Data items
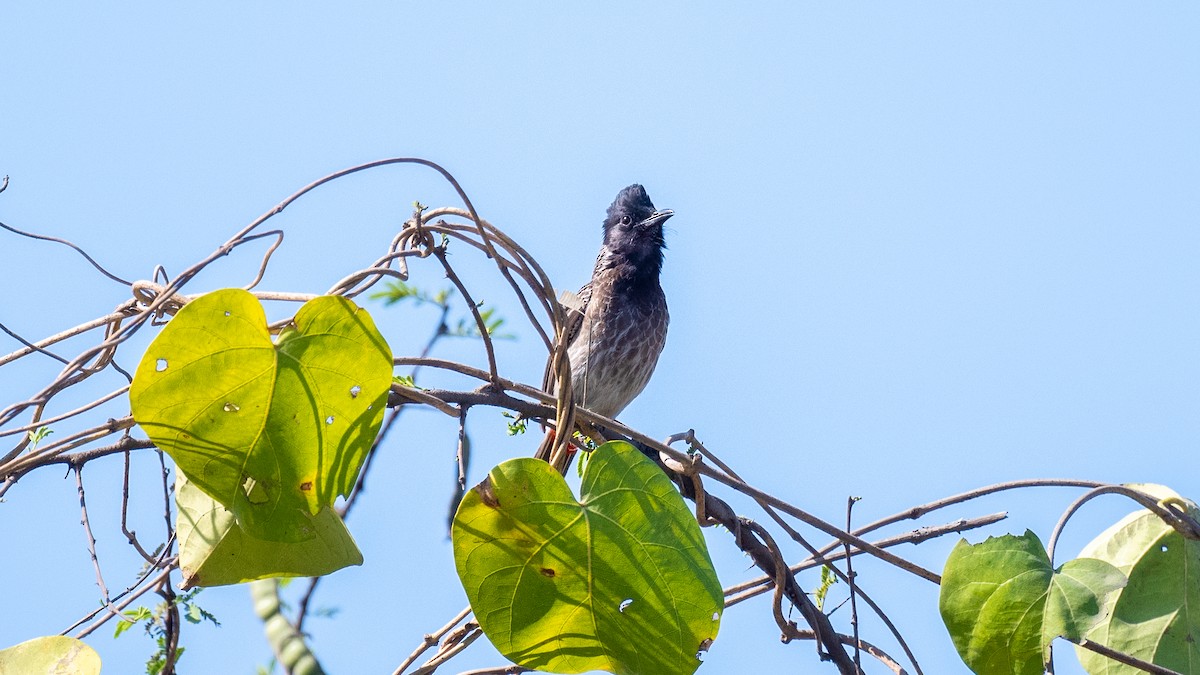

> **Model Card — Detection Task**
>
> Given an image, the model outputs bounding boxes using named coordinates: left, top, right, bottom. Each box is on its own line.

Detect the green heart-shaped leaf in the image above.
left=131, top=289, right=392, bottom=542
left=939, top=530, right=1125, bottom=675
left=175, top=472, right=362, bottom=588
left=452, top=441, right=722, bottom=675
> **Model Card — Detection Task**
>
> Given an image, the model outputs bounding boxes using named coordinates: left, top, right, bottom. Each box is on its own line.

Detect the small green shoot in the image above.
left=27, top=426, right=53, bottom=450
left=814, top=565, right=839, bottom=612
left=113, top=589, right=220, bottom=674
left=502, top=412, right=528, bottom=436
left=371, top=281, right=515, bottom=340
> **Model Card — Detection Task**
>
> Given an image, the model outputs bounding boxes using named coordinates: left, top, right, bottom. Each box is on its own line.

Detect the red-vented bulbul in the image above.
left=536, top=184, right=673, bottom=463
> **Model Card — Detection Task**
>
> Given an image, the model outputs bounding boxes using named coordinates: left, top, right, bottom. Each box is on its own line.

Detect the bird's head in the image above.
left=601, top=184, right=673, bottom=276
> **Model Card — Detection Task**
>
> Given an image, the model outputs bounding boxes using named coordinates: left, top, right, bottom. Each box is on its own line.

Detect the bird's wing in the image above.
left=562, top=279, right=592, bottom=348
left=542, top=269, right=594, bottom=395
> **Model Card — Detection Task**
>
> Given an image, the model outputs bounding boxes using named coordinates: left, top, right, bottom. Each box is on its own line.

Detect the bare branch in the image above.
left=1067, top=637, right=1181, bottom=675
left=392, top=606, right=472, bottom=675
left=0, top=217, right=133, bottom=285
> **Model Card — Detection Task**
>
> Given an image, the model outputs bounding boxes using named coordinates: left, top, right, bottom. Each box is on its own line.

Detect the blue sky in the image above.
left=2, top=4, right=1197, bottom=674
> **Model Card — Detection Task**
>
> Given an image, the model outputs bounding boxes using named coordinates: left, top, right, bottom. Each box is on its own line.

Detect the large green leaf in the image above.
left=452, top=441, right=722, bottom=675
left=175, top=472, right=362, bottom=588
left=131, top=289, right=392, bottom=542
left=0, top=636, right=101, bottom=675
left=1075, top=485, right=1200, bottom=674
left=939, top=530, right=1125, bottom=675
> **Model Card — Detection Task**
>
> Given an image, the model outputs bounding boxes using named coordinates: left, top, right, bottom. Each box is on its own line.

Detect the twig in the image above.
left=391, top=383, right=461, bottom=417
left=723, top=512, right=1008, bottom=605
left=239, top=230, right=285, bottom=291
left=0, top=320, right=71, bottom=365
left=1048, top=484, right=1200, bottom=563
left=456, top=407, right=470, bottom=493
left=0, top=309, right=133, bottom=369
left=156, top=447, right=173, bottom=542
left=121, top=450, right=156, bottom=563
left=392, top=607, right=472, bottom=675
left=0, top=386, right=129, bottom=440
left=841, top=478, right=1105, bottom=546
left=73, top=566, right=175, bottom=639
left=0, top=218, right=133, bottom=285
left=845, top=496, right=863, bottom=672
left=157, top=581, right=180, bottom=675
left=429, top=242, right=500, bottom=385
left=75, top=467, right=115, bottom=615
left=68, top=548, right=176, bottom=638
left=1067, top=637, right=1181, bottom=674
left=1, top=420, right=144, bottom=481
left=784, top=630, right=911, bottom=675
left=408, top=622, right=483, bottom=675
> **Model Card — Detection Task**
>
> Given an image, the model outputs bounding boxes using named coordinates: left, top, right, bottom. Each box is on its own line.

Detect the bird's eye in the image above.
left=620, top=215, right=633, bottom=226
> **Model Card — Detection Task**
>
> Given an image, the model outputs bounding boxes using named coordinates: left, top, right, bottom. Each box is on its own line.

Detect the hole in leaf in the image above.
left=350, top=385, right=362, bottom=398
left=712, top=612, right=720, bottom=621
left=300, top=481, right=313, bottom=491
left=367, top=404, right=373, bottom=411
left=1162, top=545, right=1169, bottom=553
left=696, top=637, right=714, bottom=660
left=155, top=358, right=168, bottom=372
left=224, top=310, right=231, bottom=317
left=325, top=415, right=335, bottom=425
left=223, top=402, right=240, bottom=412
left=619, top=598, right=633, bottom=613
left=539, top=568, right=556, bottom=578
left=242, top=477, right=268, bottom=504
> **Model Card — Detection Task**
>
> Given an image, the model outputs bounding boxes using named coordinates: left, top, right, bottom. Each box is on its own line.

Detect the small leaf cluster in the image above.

> _WORK ORDER_
Leaving the images out, print the records above exactly.

> _TASK RESPONSE_
> **Model Card — Detection Task**
>
> Given an image, the model outputs bounding boxes using named coordinates: left, top, right, bottom. Each box is on its own line.

Detect the green heart-shaped leaf in the image above.
left=131, top=289, right=392, bottom=542
left=939, top=530, right=1125, bottom=675
left=175, top=472, right=362, bottom=588
left=452, top=441, right=722, bottom=675
> **Model Card — Detection Task**
>
> Given an image, the model outputs bounding boxes using named coordinates: left, top, right, bottom. Each box is on its own line.

Detect the small green shoot in the image above.
left=27, top=426, right=53, bottom=450
left=814, top=565, right=839, bottom=612
left=113, top=589, right=220, bottom=674
left=502, top=412, right=528, bottom=436
left=371, top=281, right=515, bottom=340
> **Model Card — Detection Task**
>
> Given an image, the model outputs bounding boxes using named coordinates: left, top, right, bottom. Each box is on its own line.

Detect the red-vented bulbul in the image above.
left=536, top=184, right=673, bottom=463
> **Model Card — Detection Task**
>
> Given an image, the model outputs bounding boxes using named coordinates: left, top, right, bottom. Each box is on its own line.

Detect the bird's head in the image above.
left=601, top=184, right=673, bottom=276
> **Model Card — Detection Task**
>
> Given an image, the model outputs bounding boxes using named coordinates: left, top, right, bottom. Each box is on its own line.

Detect the bird's wing in the image above.
left=562, top=279, right=592, bottom=348
left=542, top=269, right=594, bottom=395
> **Model Card — Detection Task**
>
> Given an image, the model outputs bounding boxes using named coordinates: left, top, right, bottom. Each box is on its own line.

Detect the bare branch in the image above.
left=1067, top=637, right=1181, bottom=675
left=392, top=606, right=472, bottom=675
left=0, top=217, right=133, bottom=285
> **Model Card — Detection Task**
>
> Given an image, the model outputs bounding boxes using named coordinates: left, top, right, bottom. Each box is on its own line.

Detect the blue sky in the image above.
left=2, top=4, right=1197, bottom=674
> **Model Card — Detection Task**
>
> Given an image, the model outputs bounding boxes using named coordinates: left, top, right, bottom. Each box is on its own line.

Detect the large green leaf in the image above.
left=452, top=441, right=722, bottom=675
left=175, top=472, right=362, bottom=588
left=131, top=289, right=392, bottom=542
left=0, top=636, right=101, bottom=675
left=1075, top=485, right=1200, bottom=674
left=939, top=530, right=1125, bottom=675
> **Model Card — Detection Task**
>
> Given an image, the model outputs bounding boxes using named coordinates: left, top, right, bottom. Each box is on its own line.

Detect the twig in the image above.
left=391, top=383, right=461, bottom=417
left=723, top=512, right=1008, bottom=605
left=239, top=230, right=285, bottom=291
left=0, top=320, right=71, bottom=365
left=1048, top=484, right=1200, bottom=563
left=456, top=407, right=470, bottom=493
left=0, top=309, right=133, bottom=369
left=156, top=447, right=173, bottom=542
left=121, top=450, right=156, bottom=563
left=392, top=607, right=472, bottom=675
left=0, top=386, right=129, bottom=440
left=841, top=478, right=1105, bottom=546
left=73, top=566, right=175, bottom=639
left=0, top=218, right=133, bottom=285
left=845, top=496, right=863, bottom=672
left=157, top=581, right=180, bottom=675
left=429, top=242, right=500, bottom=385
left=75, top=467, right=115, bottom=615
left=68, top=548, right=176, bottom=638
left=1067, top=637, right=1181, bottom=674
left=1, top=420, right=144, bottom=481
left=784, top=630, right=911, bottom=675
left=408, top=622, right=483, bottom=675
> **Model Card — Detection Task**
>
> Given an image, the model outputs bounding boxes using named coordinates: left, top, right, bottom. Each box is on its own line.

Detect the bird's eye in the image above.
left=620, top=215, right=633, bottom=226
> **Model Card — Detection Task**
>
> Given an image, the model outputs bounding boxes using named coordinates: left, top, right, bottom. Each box is on its own line.

Detect the hole in leaf in the image above.
left=350, top=385, right=362, bottom=398
left=712, top=612, right=720, bottom=621
left=300, top=481, right=313, bottom=491
left=367, top=404, right=373, bottom=411
left=1162, top=545, right=1169, bottom=553
left=696, top=637, right=714, bottom=660
left=155, top=358, right=168, bottom=372
left=224, top=310, right=231, bottom=317
left=325, top=415, right=335, bottom=425
left=223, top=402, right=240, bottom=412
left=619, top=598, right=633, bottom=613
left=539, top=568, right=556, bottom=578
left=242, top=477, right=268, bottom=504
> **Model Card — Detection Task**
>
> Given an image, the model outputs bounding boxes using named coordinates: left, top, right, bottom. Each box is on its own line.

Detect the small leaf cluster in the image above.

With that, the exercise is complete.